EXERCISES TO COMPLETE:
1. From the blog post below about weaning a toddler off the bottle, list every source the writer says is urging that Georgia be taken off the bottle and pacifier.
2. Set out as a numbered list the lines of the entries below, starting at the line that contains "mark: the pigeon's leg" and ending at the last line of the entries. Omit blank lines.

>> begin EXCERPT TO READ

Friday, August 18, 2006

Hitting the bottle


Georgia's close-up
Originally uploaded by neila222.
Or maybe a better title would be “When babies get really pissed.” I don’t have a picture of her screaming at me, but try to imagine that sweet little face contorted in complete and utter rage. I am quickly finding out that my daughter was born with my temper. Not cool. She followed me around the better part of yesterday screaming. Not crying – screaming. She wanted her bottle, and I am the evil wench who won’t give it to her.

Georgia is almost 14 months old, and I’m hearing from doctors, friends and Parents magazine how I need to get her off the bottle and pacifier or it will just get harder. Weaning Eli off the bottle was not this difficult. He never wanted to eat, and still doesn’t. I pretty much have to force feed him at every meal, and he’s still so skinny, you can see his little ribs. When he was a baby, taking the bottle away was easy, and I think he said “good riddance” in his little baby voice when I did.

>> end EXCERPT TO READ
>> begin RECORDS FOR THE TASK

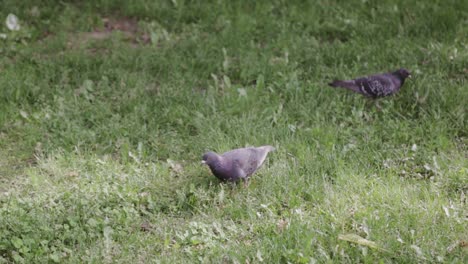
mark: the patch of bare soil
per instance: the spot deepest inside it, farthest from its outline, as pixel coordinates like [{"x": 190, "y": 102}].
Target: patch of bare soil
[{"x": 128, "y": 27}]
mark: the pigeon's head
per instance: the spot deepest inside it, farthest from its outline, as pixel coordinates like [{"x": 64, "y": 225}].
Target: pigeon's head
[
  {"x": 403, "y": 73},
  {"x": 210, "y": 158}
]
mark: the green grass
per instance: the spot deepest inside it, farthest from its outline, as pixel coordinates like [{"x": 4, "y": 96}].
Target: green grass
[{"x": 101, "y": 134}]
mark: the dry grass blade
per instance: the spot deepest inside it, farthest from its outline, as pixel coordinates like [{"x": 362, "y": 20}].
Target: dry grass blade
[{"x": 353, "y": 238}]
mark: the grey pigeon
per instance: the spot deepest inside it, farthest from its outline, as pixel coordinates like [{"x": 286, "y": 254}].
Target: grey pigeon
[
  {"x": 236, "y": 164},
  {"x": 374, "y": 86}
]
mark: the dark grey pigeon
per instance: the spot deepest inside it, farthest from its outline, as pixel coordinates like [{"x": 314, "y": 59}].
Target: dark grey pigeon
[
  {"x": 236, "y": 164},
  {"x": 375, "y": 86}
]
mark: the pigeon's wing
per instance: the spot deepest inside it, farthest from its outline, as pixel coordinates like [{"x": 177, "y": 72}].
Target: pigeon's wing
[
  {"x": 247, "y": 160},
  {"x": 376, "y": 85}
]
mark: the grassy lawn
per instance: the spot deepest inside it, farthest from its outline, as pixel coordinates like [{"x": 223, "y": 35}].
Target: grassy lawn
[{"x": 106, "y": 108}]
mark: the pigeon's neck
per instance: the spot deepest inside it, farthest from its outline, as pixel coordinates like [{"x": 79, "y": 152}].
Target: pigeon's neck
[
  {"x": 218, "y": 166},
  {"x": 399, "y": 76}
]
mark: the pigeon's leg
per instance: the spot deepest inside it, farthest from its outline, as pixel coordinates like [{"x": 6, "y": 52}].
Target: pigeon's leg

>> end RECORDS FOR THE TASK

PROBLEM SOLUTIONS:
1. Doctors, friends, Parents magazine

2.
1. mark: the pigeon's leg
2. per instance: the spot deepest inside it, farthest from its outline, as pixel coordinates like [{"x": 6, "y": 52}].
3. Target: pigeon's leg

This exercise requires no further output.